[Stored entries]
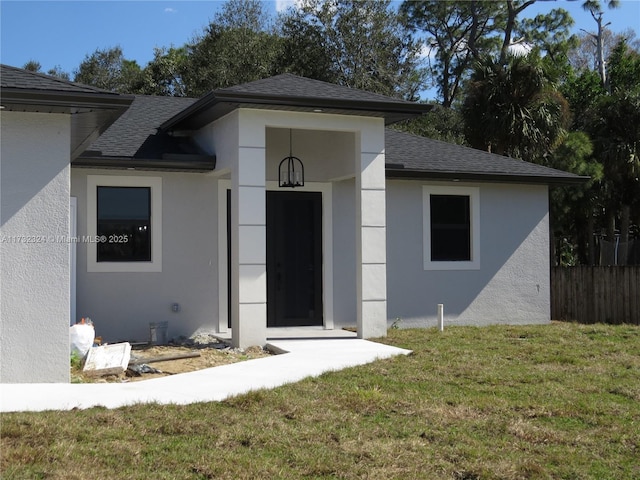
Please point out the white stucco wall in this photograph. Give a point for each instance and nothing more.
(121, 304)
(34, 252)
(512, 284)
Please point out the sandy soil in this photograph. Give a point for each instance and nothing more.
(208, 357)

§ **Description of the task**:
Retype the entries exactly, skipping every picture.

§ **Solution to this exercise**:
Please point out the white stucco wall in this photograph. Give a point for each instance and nothing more.
(121, 304)
(34, 252)
(512, 284)
Please point out the sandy soil in this photograph. Give a point for each instance and nothing more.
(208, 357)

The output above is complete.